- READING PASSAGE:
简体   繁体   中英

How to find the “exit” of a C program

The test is on 32-bit x86 Linux.

So basically I am trying to log the information of executed basic blocks by insert instrumentation instructions in assembly code.

My strategy is like this: Write the index of a executed basic block in a globl array, and flush the array from memory to the disk when the array is full (16M).

Here is my problem. I need the flush the array to the disk when the execution of instrumented binary is over, even if it does not reach 16M boundary. However, I just don't know where to find the exit of a assembly program.

I tried this:

  1. grep exit from the target assembly program, and flush the memory right before the call exit instruction. But according to some debugging experience, the target C program, say, a md5sum binary, does not call exit when it finishes the execution.

  2. Flush the memory at the end of main function. However, in the assembly code, I just don't know where is the exact end of main function. I can do a conservative approach, say, looking for all the ret instruction, but it seems to me that not all the main function ends with a ret instruction.

So here is my question, how to identify the exact execution end of a assembly code , and insert some instrumentation instructions there? Hooking some library code is fine to me. I understand with different input, binary could exit at different position, so I guess I need some conservative estimation. Am I clear? thanks!

- DATA FOR PROCESSING:
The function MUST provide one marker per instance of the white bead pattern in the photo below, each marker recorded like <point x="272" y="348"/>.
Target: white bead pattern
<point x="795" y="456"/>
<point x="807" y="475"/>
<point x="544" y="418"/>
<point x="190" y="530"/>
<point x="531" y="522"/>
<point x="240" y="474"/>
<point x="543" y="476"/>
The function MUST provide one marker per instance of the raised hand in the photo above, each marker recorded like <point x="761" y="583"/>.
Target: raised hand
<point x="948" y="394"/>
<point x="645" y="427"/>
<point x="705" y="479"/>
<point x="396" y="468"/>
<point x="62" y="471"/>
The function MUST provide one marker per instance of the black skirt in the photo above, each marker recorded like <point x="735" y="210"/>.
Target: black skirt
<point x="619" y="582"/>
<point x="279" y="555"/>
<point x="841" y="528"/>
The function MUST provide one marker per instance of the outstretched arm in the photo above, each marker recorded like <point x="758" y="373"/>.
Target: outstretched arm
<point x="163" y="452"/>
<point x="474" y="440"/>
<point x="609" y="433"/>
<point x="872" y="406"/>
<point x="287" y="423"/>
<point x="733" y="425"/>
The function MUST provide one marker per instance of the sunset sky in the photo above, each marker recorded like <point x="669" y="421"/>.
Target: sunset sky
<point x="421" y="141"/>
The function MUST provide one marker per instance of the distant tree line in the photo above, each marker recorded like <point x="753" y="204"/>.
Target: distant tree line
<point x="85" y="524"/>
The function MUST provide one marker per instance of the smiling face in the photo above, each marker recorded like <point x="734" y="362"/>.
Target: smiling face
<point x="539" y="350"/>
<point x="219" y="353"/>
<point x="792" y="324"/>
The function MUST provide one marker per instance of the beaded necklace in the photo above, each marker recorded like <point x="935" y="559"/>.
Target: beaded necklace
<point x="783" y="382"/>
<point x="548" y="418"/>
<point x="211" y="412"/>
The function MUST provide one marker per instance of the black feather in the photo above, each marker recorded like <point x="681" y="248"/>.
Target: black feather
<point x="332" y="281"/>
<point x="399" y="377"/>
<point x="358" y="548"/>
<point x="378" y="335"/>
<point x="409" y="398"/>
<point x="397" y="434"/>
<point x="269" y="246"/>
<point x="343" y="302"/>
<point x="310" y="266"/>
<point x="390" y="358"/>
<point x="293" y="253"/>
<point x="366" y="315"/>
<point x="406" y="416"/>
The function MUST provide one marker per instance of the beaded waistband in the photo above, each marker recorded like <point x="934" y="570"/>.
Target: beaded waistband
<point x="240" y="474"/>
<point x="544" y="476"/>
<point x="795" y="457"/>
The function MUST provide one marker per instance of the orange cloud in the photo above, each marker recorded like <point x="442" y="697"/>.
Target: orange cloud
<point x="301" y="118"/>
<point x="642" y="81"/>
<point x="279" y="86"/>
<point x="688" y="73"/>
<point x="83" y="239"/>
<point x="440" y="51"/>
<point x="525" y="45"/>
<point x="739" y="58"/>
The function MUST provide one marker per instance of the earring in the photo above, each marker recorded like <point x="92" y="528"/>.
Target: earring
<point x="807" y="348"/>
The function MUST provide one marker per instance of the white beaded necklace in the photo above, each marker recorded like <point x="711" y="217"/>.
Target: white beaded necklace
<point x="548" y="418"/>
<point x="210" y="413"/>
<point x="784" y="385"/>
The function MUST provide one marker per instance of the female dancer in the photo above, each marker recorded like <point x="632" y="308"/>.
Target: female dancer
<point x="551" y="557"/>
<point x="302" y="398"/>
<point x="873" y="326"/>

- SHORT TASK A: List every detail the forum question gives about the platform the test runs on.
- SHORT TASK B: Set down the lines of the records from the one holding "The function MUST provide one marker per instance of the earring" through the final line of the records, both ends included.

- RESPONSE A:
32-bit
x86
Linux

- RESPONSE B:
The function MUST provide one marker per instance of the earring in the photo above, each marker recorded like <point x="92" y="528"/>.
Target: earring
<point x="807" y="348"/>
The function MUST provide one marker per instance of the white beaded necklace in the photo above, each marker recorded like <point x="711" y="217"/>.
Target: white beaded necklace
<point x="548" y="418"/>
<point x="210" y="413"/>
<point x="784" y="385"/>
The function MUST provide one marker per instance of the female dancer in the photo above, each marker recorded like <point x="632" y="308"/>.
Target: female dancer
<point x="551" y="557"/>
<point x="302" y="398"/>
<point x="873" y="326"/>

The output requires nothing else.